Appendix 2: A Perl script for extracting fields from the istc.txt file
§ 18 The comment lines, which begin with the pound sign, explain the function of each line of code.
$batch="istc.txt";
# Define the name of file to search
open BATCH, $batch or die "Cannot open $batch for
read:$!";
# Open the file, or close with an
# error if it doesn't exist
while (<BATCH>) {
# As long as there are lines
# in the file left to search...
if (/^Title:\t(.*?)$/) {
# ...look for the pattern
# "Title:<tab character><anything
# else>
# at the beginning of a line
$match = $1;
# Save "anything else"...
$hit=1;
# ...and set a flag that
# we've found what we're
# looking for
}
if (/^ISTC.*(i.\d{8})/ and ($hit == 1)) {
# Now, if we have a match already
# saved, look for the
# pattern "ISTC" at
# the beginning of the
# line, and then anything
# else, and then "i" followed
# by eight digits; save the
# "i" and the digits, as that's
# the ISTC number
$hit = 0;
# Reset our flag
$istc_number = $1;
# Assign the "i plus eight digits"
# to a variable
print "$istc_number\t$match\n";
# Print the ISTC number, a tab
# character, the title, and a
# new line character
}
}
The output, as explained above (§ 6), begins like this:
ia00000500 Orhot Hayyim
ia00001000 Abbey of the Holy Ghost
ia00001500 Abbey of the Holy Ghost
ia00002000 Abbey of the Holy Ghost
This output should be redirected to a file to be saved for further use like this:
perl title.pl > title.txt
Very little needs to be changed in order to extract the rest of the fields. In the line if (/^Title:\t(.*?)$/) {, one need only replace Title with Author, Bibliography, Cataloguing Source, Collective Title, Format, Imprint, Language, Locations, or Notes.

========================

WHAT TO WORK ON ::
• A. Retype, character for character, the part of the text on the Perl script for the istc.txt file that opens with the words containing "Appendix 2: A" and closes with "line of code.".
• B. Extend the text on the Perl script for the istc.txt file, starting right after its final sentence.

PROVIDED DATA ::
========================

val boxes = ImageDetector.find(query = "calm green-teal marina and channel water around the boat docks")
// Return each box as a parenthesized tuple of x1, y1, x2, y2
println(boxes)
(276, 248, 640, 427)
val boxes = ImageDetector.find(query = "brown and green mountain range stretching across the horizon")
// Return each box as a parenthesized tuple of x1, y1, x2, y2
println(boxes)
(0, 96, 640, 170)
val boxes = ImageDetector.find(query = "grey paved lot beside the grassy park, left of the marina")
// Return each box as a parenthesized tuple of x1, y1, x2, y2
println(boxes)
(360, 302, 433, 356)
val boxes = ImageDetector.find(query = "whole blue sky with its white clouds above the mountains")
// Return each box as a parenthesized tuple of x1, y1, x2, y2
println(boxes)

========================

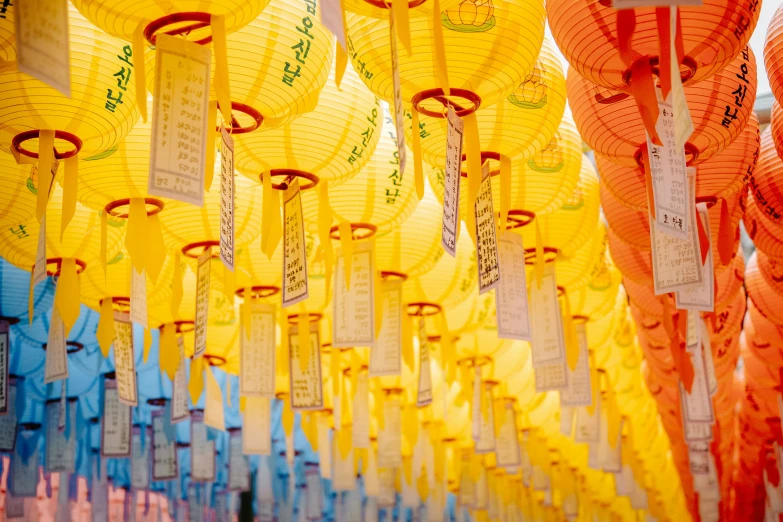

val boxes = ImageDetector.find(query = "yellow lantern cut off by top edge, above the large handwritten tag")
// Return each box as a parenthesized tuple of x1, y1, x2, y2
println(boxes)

========================

OUTPUTS BY TASK ::
• A.
Appendix 2: A Perl script for extracting fields from the istc.txt file
§ 18 The comment lines, which begin with the pound sign, explain the function of each line of code.

• B.
Appendix 3: A Perl script for analyzing the IISTC imprint field
§ 19 On many occasions, it would be useful to turn the IISTC imprint field into separate fields for city, printer, and date of printing, and to clearly distinguish between signed and attributed information. The following script accomplishes this based on the output from the script in appendix 2 as applied to the Imprint field.
# This script takes as input a
# tab-delimited table of istc
# numbers and imprint fields,
# assumed here to be named 'imprint.txt'.
# This script outputs the istc number
# again as an index, followed by the
# first imprint field only, then fields
# containing the city and printer. Then
# it outputs the years: the average
# of all years in all imprint fields,
# the earliest and then the latest such
# year. The last column contains three
# flags, either + or -. Signed cities,
# printers, and dates appear as +++,
# while the opposite would be ---. Years
# appearing in single quotes ('1401')
# have been ignored.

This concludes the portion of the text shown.